Фрагмент текста:
====
Доктор Живаго (Пастернак) - страница 10

С 1946 года Нобелевский комитет шесть раз рассматривал кандидатуру Пастернака, выдвинутую на получение премии. В седьмой раз, осенью 1958 года, она была ему присуждена «за выдающиеся достижения в современной лирической поэзии и продолжение традиций великой русской прозы».

В политическом комментарии присуждение премии было произвольно и однозначно связано с выходом романа «Доктор Живаго», не изданного в СССР и якобы антисоветского.

Разразился чудовищный скандал. Отчет о «Деле Пастернака», в котором ничто не соответствовало реальному положению вещей, занял бы сотни страниц.

То что присужденная ему почетная награда была обращена в позор и бесчестие, стало для Пастернака глубоким горем. Он был вынужден отказаться от премии «в связи с тем, какой смысл ей придан в обществе, к которому он принадлежит».

Переиздания его переводов были остановлены, сделанный осенью 1958 года перевод «Марии Стюарт» Словацкого не решались опубликовать, театральные постановки прекращены или, если шли, то без упоминания имени Пастернака.

Только летом 1959 года с трудом удалось получить заказ на новую работу — перевод «Стойкого принца» Кальдерона.

Но Пастернак недаром писал, что нужно

…быть живым, живым и только,
Живым и только до конца.
====
Исходные данные:
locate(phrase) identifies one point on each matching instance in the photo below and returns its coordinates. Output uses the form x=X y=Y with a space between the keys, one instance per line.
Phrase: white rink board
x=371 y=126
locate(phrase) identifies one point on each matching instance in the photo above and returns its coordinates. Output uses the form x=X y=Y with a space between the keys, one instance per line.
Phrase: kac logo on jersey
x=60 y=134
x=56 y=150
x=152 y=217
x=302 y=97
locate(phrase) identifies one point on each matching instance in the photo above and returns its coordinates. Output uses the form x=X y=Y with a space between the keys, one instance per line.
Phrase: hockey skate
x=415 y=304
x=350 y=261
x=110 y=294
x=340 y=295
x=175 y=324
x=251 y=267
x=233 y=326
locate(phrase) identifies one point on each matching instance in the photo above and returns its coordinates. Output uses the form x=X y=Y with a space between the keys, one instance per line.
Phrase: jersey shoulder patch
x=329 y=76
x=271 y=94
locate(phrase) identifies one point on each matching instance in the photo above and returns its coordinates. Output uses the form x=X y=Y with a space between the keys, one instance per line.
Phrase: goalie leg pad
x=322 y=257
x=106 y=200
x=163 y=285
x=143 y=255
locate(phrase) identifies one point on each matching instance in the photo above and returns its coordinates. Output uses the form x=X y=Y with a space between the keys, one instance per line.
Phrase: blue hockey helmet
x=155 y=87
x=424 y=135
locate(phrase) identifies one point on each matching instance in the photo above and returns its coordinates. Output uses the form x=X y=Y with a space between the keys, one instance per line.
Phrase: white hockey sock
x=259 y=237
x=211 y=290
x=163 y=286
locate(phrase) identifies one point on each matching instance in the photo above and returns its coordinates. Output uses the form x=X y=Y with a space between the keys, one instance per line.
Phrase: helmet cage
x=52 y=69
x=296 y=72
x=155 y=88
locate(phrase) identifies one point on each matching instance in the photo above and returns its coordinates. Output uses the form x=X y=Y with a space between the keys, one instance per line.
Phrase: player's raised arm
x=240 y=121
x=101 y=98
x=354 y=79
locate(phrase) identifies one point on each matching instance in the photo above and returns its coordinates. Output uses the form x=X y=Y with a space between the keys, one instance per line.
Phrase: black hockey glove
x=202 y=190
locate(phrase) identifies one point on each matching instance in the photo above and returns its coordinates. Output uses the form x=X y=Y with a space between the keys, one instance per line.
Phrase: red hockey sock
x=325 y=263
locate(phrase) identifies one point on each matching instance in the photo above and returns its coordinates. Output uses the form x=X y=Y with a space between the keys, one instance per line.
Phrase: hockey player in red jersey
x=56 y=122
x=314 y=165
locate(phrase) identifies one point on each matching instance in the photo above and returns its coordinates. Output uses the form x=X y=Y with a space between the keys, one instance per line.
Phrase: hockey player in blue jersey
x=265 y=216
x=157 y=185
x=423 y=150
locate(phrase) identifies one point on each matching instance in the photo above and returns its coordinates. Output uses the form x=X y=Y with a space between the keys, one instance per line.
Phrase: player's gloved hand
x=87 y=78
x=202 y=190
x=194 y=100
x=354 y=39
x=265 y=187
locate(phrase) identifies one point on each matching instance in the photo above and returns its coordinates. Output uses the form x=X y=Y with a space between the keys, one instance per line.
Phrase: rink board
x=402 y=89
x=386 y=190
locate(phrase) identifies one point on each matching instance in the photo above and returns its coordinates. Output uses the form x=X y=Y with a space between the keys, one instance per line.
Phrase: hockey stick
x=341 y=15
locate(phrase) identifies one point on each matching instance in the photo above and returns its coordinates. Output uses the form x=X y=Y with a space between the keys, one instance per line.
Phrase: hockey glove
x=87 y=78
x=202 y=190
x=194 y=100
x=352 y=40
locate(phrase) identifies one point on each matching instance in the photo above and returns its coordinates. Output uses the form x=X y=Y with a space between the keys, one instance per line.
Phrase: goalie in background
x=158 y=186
====
Что нужно сделать:
**A)** За что, согласно тексту о Нобелевской премии Пастернака, ему присудили эту премию осенью 1958 года?
**B)** Продолжите текст о Нобелевской премии Пастернака, начав сразу после процитированных в нем стихотворных строк.

Ответы к заданиям:
**A)** За выдающиеся достижения в современной лирической поэзии и продолжение традиций великой русской прозы.

**B)**
Вскоре он начинает работать над пьесой «Слепая красавица» о крепостном театре в России. Говоря шире — о крепостном праве, реформах 1860-х годов и судьбе русского художника.

10 февраля 1960 года Пастернаку исполнилось 70 лет. Шел поток поздравительных писем из всех стран мира. На праздничном обеде были знакомые из артистического круга.

Пастернака периодически беспокоили боли в левой половине спины. Он старался не обращать на них внимания, но к концу апреля они настолько усилились, что пришлось позвать врача. С начала мая он слег в постель. Ему становилось все хуже.

Поначалу считалось, что это второй инфаркт миокарда. Сделанный в двадцатых числах рентгеновский снимок показал распространенный рак левого легкого.

За день до конца Пастернак позвал нас, чтобы сказать, как мучит его двойственность его признания, которое обернулось полной неизвестностью в России. «Вся моя жизнь была только единоборством с царящей и торжествующей пошлостью за свободный и играющий человеческий талант. На это ушла вся жизнь», — говорил он.

Прошло тридцать лет. Лишенная каких-либо истинных причин и тем не менее абсолютная невозможность отечественного издания романа стала своеобразным олицетворением наступившего безвременья и общественного застоя.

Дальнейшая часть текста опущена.